Set task: Reproduce the items below word for word, starting at the line that contains "Where can the brick" and ending with the final line of the items.

====== Listed records ======

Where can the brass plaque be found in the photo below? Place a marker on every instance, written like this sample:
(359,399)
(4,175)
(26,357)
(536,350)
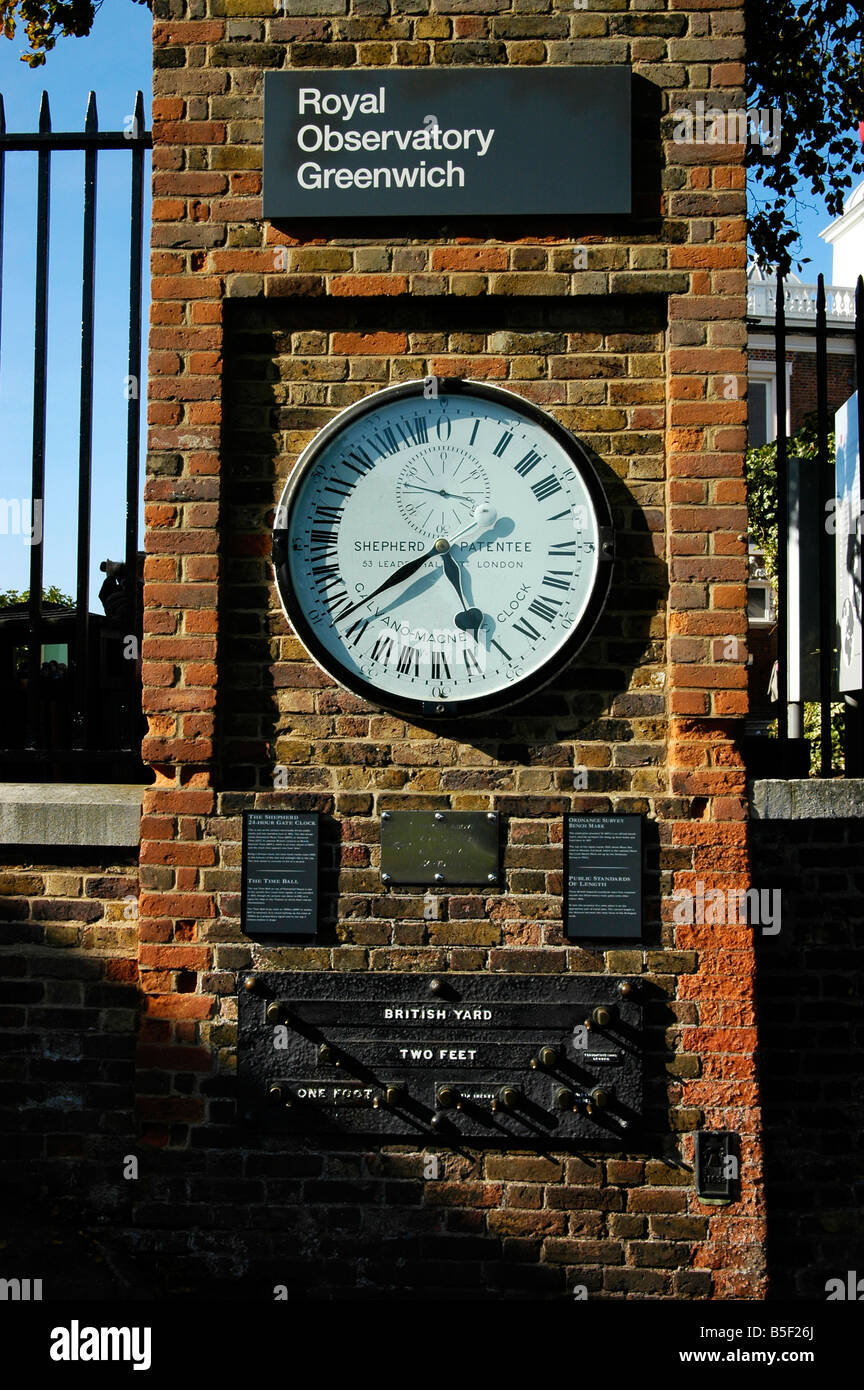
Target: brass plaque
(439,847)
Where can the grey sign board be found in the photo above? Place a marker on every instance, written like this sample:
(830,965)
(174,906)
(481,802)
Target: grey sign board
(446,142)
(279,888)
(602,876)
(439,847)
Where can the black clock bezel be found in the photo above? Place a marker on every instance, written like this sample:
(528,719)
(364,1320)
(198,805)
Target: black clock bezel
(529,684)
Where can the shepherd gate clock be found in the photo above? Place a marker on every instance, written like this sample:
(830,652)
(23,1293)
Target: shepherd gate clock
(443,548)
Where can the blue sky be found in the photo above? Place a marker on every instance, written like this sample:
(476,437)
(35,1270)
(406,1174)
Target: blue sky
(114,61)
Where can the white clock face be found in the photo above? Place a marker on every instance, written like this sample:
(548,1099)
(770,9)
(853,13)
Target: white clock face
(445,553)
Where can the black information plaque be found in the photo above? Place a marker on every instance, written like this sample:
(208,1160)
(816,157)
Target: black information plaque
(279,895)
(603,876)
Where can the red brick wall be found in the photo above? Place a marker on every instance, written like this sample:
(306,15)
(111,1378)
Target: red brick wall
(247,362)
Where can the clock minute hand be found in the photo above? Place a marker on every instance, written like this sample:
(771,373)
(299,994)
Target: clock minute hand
(470,620)
(484,517)
(404,571)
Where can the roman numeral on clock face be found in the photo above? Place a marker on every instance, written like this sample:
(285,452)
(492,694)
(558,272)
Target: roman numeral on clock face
(528,462)
(384,645)
(409,658)
(413,431)
(527,628)
(546,487)
(557,578)
(441,669)
(545,608)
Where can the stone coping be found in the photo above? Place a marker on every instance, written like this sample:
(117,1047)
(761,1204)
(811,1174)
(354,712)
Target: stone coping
(71,813)
(809,798)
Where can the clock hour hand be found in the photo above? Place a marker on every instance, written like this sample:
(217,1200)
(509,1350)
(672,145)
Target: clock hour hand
(404,571)
(484,517)
(471,619)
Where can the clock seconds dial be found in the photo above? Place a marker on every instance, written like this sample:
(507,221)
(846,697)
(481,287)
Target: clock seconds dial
(443,555)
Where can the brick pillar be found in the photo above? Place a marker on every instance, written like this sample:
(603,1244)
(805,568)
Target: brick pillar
(259,337)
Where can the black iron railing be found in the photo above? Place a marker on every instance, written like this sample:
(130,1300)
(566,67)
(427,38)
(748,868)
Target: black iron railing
(65,724)
(817,538)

======

Solved exercise:
Where can the brick pillar be found in the photo above? Place a marker on every instance, written like this sample:
(603,1244)
(805,568)
Target: brick pillar
(259,337)
Where can the black iron railing be found in the photo above? Place a marker on every instance, written like this sample:
(130,1300)
(566,67)
(427,38)
(748,868)
Target: black iron railing
(65,724)
(817,538)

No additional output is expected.